▶ **SOURCE EXTRACT**:
[Start]

# Merida



## Gupi (Dec 17, 2010)

ronb172 said:


> Thanks RV. Wife and I are looking at moving to Merida area. Flying down this summer to check out the heat and area. Would love to hear from folks living in Merida.


Mérida is a great location if you can take the heat. There are tons of free and cheap cultural events and mellow locals. I'm moving to Merida in 2 months, after checking it out for several months in the summer and winter. Some random recommendations:


Visit the more "normal" neighborhoods in addition to the centro histórico. While many people like the colonial homes, there's a lot more to Mérida than that. 
Look at local sources to get a sense of real rents and house prices, like the Diario de Yucatán. Don't look just at sites created by or aimed at expats, where the prices can be inflated. Example: I'm renting a 3-bedroom, 2.5 bath home with a small pool from a local in a quiet, "exclusive" neighborhood for the same price that an expat landlord wanted to charge me for a one-bedroom home with dubious plumbing on a noisy centro street.
Stop by the Merida English Language Library on Monday nights at 7 to meet locals as well as other expats (it's Spanish-English conversation night).


----------



## ronb172 (Mar 16, 2011)

I appreciate that Gupi. I have contacted Yucatan Premier and will meet with them. I have also contacted a lawyer in town there, dont' have their info in front of me, to see about how much it would cost to guide me through all the paperwork. I think I have a good idea how to do it all, but I want to be sure. Thanks again. Looking forward to the heat. They say it may snow here today.


----------



## RVGRINGO (May 16, 2007)

Posts moved from Chapala thread.


----------

[End]

▶ **EXTRACTED RECORDS**:
[Start]

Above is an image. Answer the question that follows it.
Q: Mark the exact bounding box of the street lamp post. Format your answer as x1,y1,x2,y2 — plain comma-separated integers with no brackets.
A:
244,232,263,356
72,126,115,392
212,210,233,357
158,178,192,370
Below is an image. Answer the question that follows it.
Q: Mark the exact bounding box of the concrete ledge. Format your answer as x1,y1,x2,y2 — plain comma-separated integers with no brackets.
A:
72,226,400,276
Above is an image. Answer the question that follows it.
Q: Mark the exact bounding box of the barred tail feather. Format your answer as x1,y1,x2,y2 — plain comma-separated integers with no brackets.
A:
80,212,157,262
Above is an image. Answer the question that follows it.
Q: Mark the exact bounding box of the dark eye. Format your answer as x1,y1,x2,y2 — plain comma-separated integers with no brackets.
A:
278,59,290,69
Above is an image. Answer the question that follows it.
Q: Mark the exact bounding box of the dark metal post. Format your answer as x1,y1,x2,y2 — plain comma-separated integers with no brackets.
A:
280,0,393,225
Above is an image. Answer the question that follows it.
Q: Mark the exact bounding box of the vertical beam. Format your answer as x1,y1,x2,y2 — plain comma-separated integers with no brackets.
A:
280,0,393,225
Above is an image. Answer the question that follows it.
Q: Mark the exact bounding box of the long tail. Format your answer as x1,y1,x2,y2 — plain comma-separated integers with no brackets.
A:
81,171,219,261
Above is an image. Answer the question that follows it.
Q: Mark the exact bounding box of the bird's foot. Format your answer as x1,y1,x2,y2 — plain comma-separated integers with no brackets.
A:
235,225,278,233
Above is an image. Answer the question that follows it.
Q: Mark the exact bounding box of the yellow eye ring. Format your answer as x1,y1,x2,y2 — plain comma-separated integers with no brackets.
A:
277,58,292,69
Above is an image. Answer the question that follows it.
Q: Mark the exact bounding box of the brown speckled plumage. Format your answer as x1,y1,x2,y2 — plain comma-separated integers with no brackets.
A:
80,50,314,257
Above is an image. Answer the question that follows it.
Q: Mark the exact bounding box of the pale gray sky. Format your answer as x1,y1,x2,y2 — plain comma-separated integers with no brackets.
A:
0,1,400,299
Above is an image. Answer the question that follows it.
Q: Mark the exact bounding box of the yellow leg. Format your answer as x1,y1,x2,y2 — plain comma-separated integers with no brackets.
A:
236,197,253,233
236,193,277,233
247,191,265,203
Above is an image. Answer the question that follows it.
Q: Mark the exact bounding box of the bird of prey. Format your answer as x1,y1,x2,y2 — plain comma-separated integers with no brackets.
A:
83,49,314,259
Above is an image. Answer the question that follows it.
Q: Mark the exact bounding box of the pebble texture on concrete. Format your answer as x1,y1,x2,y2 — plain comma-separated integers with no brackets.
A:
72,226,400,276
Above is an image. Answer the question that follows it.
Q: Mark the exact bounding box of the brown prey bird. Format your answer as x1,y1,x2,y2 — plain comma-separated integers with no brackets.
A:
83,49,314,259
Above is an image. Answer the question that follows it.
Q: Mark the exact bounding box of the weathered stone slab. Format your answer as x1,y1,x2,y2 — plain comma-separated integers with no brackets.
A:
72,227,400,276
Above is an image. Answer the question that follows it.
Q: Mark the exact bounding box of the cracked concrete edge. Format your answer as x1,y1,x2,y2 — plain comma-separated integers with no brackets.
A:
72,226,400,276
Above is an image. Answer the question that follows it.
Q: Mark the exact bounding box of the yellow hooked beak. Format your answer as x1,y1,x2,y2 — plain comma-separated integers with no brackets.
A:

[End]

▶ **REQUEST 1**:
According to the Merida thread, on what night and at what time is Spanish-English conversation held at the Merida English Language Library?
▶ **REQUEST 2**:
List every username that heads a post in the Merida thread.
▶ **REQUEST 3**:
Reproduce the part of the Merida thread that opens with the words "Stop by the" and closes with "snow here today.", switching "lawyer" to "notary".

▶ **SOLUTION 1**:
Monday nights at 7.

▶ **SOLUTION 2**:
Gupi, ronb172, RVGRINGO

▶ **SOLUTION 3**:
Stop by the Merida English Language Library on Monday nights at 7 to meet locals as well as other expats (it's Spanish-English conversation night).


----------



## ronb172 (Mar 16, 2011)

I appreciate that Gupi. I have contacted Yucatan Premier and will meet with them. I have also contacted a notary in town there, dont' have their info in front of me, to see about how much it would cost to guide me through all the paperwork. I think I have a good idea how to do it all, but I want to be sure. Thanks again. Looking forward to the heat. They say it may snow here today.